__Action item__. Search the data for the word "above" and copy every line where it occurs.

[Saved data entries]
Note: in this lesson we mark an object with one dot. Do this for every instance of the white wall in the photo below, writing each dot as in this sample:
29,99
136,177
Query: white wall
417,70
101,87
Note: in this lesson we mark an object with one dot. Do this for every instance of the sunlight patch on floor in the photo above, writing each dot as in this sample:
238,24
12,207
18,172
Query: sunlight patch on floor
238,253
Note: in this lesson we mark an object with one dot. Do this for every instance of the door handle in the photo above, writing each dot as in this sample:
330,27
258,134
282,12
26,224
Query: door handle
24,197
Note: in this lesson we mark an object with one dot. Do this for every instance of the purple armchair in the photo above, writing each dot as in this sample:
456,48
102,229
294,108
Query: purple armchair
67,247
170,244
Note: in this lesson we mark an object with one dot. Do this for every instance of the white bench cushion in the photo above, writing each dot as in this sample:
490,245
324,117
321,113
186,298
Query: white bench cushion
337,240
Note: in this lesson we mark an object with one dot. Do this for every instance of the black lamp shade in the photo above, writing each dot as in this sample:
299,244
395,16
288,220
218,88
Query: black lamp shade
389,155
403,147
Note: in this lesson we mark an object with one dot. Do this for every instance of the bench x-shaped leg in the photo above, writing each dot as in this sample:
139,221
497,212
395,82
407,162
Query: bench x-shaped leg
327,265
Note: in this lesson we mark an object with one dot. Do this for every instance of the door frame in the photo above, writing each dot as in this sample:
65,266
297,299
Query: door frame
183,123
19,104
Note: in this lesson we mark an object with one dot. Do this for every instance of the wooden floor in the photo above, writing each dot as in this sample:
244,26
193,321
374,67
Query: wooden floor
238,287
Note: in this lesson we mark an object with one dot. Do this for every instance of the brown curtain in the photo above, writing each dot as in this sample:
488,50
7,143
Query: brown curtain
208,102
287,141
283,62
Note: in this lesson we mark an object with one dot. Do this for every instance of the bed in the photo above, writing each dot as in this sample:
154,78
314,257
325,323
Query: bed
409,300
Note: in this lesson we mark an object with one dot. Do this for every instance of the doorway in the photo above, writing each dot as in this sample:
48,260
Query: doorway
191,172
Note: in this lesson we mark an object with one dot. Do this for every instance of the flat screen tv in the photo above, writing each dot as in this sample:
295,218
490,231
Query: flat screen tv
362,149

__Reply to the exercise__.
Note: in this lesson we mark an object with one dot. Do this for every instance of the sunlight patch on floor in the photo above, writing each dot as in this sample:
Note: in this lesson we mark an object with one dot. Do this for every instance of the door handle in the photo above, writing each dot as in this sample:
Note: in this lesson we mark an object with one dot. Do this for every instance of the purple armchair in the photo above, writing each dot as in this sample:
Note: in this lesson we mark an object with one dot. Do this for every instance of the white bench cushion in the photo above, writing each dot as in this sample:
Note: in this lesson we mark an object with one dot. Do this for every instance of the black lamp shade in the photo above, writing each dot as in this sample:
Note: in this lesson we mark an object with one dot. Do this for every instance of the bench x-shaped leg in the photo above, writing each dot as in this sample:
Note: in this lesson we mark an object with one dot. Do this for every instance of the door frame in the photo above, writing each dot as in this sample:
Note: in this lesson we mark an object with one dot. Do this for every instance of the wooden floor in the photo above, writing each dot as in this sample:
Note: in this lesson we mark an object with one dot. Do this for every instance of the brown curtain in the photo above, writing each dot as in this sample:
Note: in this lesson we mark an object with one dot. Do this for every instance of the bed in the photo above, writing each dot as in this sample:
Note: in this lesson we mark an object with one dot. Do this for every instance of the doorway in the photo above, writing each dot as in this sample:
Note: in this lesson we mark an object with one dot. Do this for every instance of the flat screen tv in the photo above, writing each dot as in this sample:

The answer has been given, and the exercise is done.